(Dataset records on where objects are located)
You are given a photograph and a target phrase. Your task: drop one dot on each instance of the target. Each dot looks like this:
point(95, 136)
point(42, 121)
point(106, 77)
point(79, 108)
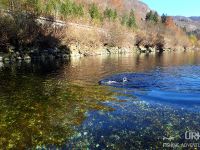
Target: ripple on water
point(174, 85)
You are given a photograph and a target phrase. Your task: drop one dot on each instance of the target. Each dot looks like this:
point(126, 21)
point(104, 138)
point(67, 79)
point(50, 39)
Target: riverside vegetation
point(86, 29)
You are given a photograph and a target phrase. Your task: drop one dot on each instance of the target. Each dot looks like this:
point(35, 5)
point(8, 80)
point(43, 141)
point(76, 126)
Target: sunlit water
point(70, 104)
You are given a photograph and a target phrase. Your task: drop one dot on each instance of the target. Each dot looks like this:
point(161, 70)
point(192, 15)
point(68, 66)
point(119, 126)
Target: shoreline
point(77, 51)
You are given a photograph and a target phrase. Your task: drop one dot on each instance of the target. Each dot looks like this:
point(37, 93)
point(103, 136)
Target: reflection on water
point(36, 110)
point(46, 104)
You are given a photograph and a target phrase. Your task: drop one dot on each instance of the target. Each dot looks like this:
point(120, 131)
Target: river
point(134, 101)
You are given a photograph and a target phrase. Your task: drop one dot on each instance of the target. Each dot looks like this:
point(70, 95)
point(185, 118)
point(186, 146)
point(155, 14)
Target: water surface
point(60, 104)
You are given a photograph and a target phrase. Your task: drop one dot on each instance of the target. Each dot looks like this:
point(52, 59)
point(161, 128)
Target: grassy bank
point(108, 26)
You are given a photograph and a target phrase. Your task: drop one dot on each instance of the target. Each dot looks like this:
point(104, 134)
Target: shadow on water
point(37, 110)
point(51, 103)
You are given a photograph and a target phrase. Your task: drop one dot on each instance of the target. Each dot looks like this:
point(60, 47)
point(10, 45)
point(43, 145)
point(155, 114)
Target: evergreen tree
point(163, 18)
point(94, 12)
point(131, 21)
point(152, 17)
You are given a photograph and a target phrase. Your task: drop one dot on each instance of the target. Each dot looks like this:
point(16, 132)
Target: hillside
point(190, 23)
point(123, 25)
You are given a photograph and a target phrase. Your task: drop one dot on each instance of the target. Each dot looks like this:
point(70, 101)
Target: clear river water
point(135, 101)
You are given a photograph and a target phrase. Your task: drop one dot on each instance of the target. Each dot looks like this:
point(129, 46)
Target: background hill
point(189, 24)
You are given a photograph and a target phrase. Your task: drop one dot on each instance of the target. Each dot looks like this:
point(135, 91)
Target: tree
point(110, 14)
point(94, 12)
point(155, 17)
point(152, 17)
point(163, 18)
point(131, 21)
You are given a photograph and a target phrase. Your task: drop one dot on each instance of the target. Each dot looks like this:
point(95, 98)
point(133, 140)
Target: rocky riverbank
point(79, 50)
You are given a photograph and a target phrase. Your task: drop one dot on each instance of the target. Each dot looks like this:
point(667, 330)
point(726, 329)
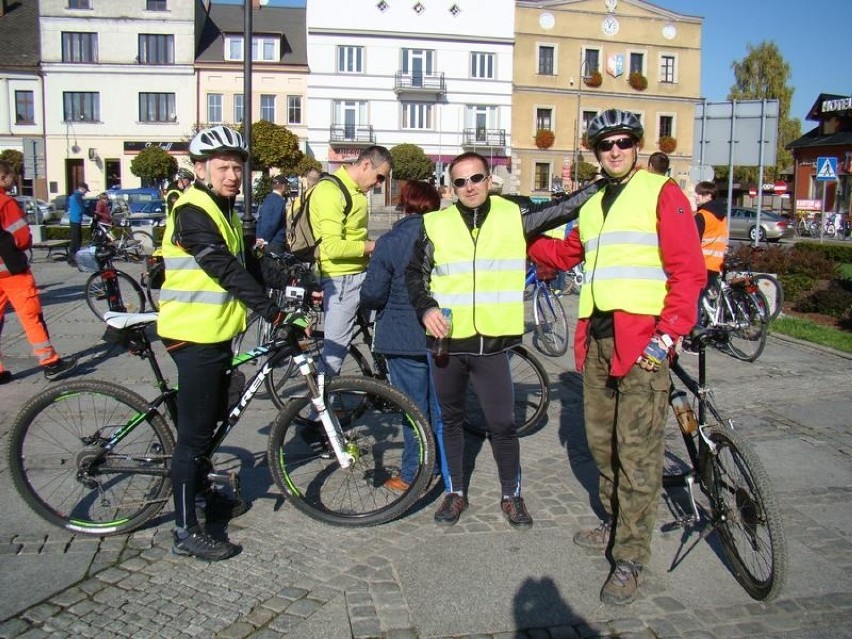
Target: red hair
point(418, 197)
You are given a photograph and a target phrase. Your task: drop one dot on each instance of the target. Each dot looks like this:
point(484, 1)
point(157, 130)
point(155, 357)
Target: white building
point(118, 76)
point(433, 73)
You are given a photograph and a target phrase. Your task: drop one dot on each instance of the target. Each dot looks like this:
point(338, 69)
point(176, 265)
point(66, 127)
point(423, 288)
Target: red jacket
point(682, 260)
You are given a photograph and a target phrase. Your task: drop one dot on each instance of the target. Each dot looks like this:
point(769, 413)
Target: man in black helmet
point(644, 272)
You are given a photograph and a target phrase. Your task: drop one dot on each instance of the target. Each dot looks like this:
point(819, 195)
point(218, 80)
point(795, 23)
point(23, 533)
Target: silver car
point(773, 227)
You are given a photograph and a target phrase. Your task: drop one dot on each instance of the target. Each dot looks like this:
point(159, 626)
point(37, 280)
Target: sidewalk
point(409, 578)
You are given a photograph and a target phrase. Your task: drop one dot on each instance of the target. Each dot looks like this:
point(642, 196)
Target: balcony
point(351, 135)
point(476, 138)
point(419, 84)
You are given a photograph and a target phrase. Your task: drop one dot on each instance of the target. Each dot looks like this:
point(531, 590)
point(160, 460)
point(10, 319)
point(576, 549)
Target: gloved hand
point(654, 355)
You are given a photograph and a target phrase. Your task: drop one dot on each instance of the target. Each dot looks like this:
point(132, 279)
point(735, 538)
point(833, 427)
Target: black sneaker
point(220, 507)
point(200, 544)
point(60, 367)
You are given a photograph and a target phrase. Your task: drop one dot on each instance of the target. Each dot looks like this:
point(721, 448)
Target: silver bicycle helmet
point(613, 121)
point(216, 140)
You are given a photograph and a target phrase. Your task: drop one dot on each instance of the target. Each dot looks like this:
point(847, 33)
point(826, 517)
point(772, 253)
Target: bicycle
point(94, 457)
point(741, 506)
point(551, 324)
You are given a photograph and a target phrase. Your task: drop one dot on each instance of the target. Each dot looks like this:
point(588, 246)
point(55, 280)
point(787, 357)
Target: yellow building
point(576, 58)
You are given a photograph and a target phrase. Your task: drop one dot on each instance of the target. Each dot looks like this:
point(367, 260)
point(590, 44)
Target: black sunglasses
point(476, 178)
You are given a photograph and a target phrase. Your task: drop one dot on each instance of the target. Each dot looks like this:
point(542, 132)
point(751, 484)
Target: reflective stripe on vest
point(193, 307)
point(624, 269)
point(481, 280)
point(714, 242)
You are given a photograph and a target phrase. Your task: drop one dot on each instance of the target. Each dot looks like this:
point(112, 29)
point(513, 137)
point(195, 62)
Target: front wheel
point(386, 431)
point(745, 514)
point(88, 456)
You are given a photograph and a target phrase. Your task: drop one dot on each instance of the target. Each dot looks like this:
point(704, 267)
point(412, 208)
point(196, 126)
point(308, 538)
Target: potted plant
point(667, 144)
point(544, 138)
point(638, 81)
point(594, 79)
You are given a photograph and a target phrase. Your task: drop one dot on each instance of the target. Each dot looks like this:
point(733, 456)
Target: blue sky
point(813, 38)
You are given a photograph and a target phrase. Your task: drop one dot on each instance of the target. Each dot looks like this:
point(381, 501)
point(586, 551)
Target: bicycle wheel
point(532, 395)
point(308, 473)
point(130, 297)
point(61, 468)
point(748, 325)
point(551, 325)
point(772, 291)
point(745, 514)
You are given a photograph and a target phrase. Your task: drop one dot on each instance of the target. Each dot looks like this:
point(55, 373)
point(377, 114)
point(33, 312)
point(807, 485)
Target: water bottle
point(441, 347)
point(683, 411)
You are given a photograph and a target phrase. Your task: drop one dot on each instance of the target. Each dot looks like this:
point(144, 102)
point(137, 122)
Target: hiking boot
point(622, 587)
point(594, 538)
point(450, 510)
point(201, 545)
point(220, 507)
point(60, 367)
point(516, 512)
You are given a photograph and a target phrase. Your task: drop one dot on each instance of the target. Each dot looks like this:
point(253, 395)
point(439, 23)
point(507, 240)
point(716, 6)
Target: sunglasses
point(621, 143)
point(476, 178)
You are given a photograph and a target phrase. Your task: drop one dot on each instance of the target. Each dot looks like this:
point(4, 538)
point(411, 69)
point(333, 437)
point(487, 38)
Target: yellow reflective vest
point(480, 275)
point(193, 307)
point(624, 268)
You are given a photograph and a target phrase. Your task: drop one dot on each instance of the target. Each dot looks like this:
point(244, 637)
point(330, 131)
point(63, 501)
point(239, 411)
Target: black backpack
point(300, 235)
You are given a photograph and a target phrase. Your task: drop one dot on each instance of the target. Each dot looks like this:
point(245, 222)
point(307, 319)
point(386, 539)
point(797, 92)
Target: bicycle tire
point(745, 514)
point(532, 395)
point(95, 291)
point(772, 291)
point(748, 326)
point(77, 485)
point(551, 326)
point(313, 480)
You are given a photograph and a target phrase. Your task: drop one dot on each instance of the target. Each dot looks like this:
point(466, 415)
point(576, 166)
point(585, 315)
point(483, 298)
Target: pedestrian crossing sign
point(826, 169)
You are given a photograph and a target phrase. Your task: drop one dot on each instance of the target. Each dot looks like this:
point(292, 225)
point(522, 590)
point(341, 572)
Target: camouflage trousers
point(625, 419)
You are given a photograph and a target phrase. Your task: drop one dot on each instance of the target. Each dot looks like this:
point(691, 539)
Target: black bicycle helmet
point(217, 140)
point(613, 121)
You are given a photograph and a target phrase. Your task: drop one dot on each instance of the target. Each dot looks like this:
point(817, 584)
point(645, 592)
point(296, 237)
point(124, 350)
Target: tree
point(411, 163)
point(764, 74)
point(153, 165)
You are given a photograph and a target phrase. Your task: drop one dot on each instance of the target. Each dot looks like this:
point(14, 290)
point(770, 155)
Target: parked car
point(773, 227)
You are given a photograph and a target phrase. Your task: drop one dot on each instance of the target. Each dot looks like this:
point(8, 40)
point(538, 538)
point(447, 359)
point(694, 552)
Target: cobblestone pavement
point(479, 579)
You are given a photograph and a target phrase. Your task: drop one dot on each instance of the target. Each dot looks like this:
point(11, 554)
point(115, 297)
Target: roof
point(287, 22)
point(19, 33)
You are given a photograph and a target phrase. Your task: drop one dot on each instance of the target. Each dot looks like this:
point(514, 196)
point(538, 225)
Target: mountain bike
point(740, 504)
point(94, 457)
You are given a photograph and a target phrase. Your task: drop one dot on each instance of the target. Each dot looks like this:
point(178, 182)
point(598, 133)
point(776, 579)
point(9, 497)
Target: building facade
point(576, 58)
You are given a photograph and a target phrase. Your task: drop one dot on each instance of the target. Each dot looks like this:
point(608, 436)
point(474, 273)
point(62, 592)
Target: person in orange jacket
point(17, 285)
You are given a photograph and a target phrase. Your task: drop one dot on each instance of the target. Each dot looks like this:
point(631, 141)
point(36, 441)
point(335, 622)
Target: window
point(156, 48)
point(294, 109)
point(416, 115)
point(24, 107)
point(637, 63)
point(156, 107)
point(666, 125)
point(544, 119)
point(81, 106)
point(667, 68)
point(214, 108)
point(545, 60)
point(482, 65)
point(79, 47)
point(542, 177)
point(238, 108)
point(267, 108)
point(350, 59)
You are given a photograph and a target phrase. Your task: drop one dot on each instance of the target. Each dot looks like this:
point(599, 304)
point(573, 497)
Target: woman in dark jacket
point(399, 335)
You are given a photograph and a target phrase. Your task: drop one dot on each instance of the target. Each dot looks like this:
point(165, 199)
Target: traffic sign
point(826, 169)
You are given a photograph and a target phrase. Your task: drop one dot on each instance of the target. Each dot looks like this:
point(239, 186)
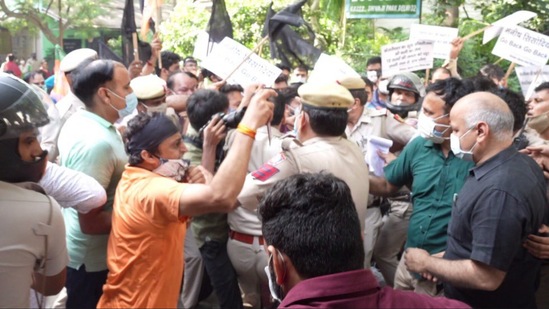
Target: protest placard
point(522, 46)
point(382, 8)
point(203, 47)
point(442, 36)
point(527, 76)
point(229, 54)
point(406, 56)
point(330, 69)
point(507, 21)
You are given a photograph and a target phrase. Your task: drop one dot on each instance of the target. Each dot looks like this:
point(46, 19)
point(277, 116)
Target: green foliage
point(358, 40)
point(493, 10)
point(115, 44)
point(361, 41)
point(36, 15)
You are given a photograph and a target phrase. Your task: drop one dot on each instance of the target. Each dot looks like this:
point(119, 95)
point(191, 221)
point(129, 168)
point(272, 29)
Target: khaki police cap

* _Instruction_:
Gather every line above that contains the word "sign".

* _Worked answer_:
Target: pedestrian crossing sign
Target: traffic sign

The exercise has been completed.